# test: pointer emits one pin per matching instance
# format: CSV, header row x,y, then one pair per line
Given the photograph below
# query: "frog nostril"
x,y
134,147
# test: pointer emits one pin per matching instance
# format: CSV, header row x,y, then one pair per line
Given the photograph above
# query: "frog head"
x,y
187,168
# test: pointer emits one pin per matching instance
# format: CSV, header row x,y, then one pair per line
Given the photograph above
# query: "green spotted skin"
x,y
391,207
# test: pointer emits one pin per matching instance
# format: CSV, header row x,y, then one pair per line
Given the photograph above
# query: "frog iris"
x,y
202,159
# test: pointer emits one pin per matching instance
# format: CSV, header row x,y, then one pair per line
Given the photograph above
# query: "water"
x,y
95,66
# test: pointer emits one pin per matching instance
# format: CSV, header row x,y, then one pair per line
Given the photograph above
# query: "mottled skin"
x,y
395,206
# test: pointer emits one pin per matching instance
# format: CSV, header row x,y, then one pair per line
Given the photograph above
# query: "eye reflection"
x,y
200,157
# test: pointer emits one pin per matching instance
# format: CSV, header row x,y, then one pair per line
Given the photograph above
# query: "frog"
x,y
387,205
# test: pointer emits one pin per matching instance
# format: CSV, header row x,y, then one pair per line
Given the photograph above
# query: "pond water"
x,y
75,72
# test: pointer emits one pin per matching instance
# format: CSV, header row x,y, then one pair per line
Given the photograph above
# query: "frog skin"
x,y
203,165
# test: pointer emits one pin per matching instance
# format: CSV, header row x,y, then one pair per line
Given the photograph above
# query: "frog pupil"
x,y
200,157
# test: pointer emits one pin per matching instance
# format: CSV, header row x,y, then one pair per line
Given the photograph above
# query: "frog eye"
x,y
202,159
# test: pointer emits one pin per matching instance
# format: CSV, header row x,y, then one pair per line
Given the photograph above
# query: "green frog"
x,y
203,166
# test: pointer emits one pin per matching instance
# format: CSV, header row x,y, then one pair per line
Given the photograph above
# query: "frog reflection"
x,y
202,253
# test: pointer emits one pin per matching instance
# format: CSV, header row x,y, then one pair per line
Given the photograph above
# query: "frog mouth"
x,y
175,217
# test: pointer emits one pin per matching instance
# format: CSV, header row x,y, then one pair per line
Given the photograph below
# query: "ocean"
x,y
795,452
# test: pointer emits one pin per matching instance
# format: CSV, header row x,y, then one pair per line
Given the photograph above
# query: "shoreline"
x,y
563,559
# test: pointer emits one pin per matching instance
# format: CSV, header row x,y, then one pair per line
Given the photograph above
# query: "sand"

- _GOAL OF THE EXERCISE_
Retype the material in full, character for character.

- _ANSWER IN FULL_
# test: pointer emits one pin per matching instance
# format: CSV, header row x,y, then one pair per line
Given the photograph below
# query: "frog nostril"
x,y
134,147
# test: pointer emits one pin per matching instance
# format: CSV, header row x,y, then one pair per line
Given the photograph above
# query: "frog head"
x,y
187,168
# test: pointer emits one pin per matching instance
# format: CSV, header row x,y, then one pair per line
Given the photograph above
# query: "green spotted skin"
x,y
391,207
# test: pointer emits one pin per matching instance
# format: CSV, header row x,y, then one pair per line
Given the photograph above
# query: "frog iris"
x,y
202,159
# test: pointer emits one pin per matching instance
# format: CSV, header row x,y, then one pair per line
Given the photograph above
# query: "water"
x,y
95,66
# test: pointer emits one pin per matching instance
# format: CSV, header row x,y, then one pair per line
Given the photograph above
# query: "mottled skin"
x,y
395,206
# test: pointer emits one pin per matching instance
# format: CSV, header row x,y, then one pair per line
Given the photograph above
# query: "eye reflection"
x,y
200,157
# test: pointer emits one pin per matching instance
# format: CSV, header row x,y, then one pair per line
Given the photograph above
# query: "frog"
x,y
387,205
# test: pointer emits one pin per matching instance
# format: CSV, header row x,y, then one pair per line
Given the photograph above
# query: "pond water"
x,y
75,72
# test: pointer emits one pin per matching instance
# format: CSV, header row x,y, then one pair per line
Given the photograph above
# query: "frog skin"
x,y
203,165
# test: pointer emits one pin per matching instance
# format: CSV, header row x,y, then one pair per line
Given the photograph above
# query: "frog pupil"
x,y
200,157
# test: pointer emits one pin per matching instance
# format: CSV, header row x,y, then one pair per line
Given the photograph above
# query: "frog eye"
x,y
202,159
# test: pointer emits one pin per matching instance
# format: CSV, header row x,y, then one pair per line
Given the photograph above
# query: "green frog"
x,y
203,166
# test: pointer emits one pin per matching instance
# format: CSV, header row x,y, then one pair per line
Given the photograph above
# query: "frog reflection"
x,y
202,253
# test: pointer emits one pin per matching instance
# format: CSV, header row x,y, then one pair per line
Given the photograph above
# query: "frog mouth"
x,y
175,217
# test: pointer emits one pin per matching instance
# format: CSV, header row x,y, then one pair per line
Given the photograph below
# query: "ocean"
x,y
795,452
# test: pointer emits one pin per matching instance
# format: CSV, header row x,y, then one pair per line
Given the photograph above
# query: "shoreline"
x,y
563,559
# test: pointer emits one pin per matching instance
# format: CSV, header row x,y, then one pair per line
Given the photograph above
# query: "sand"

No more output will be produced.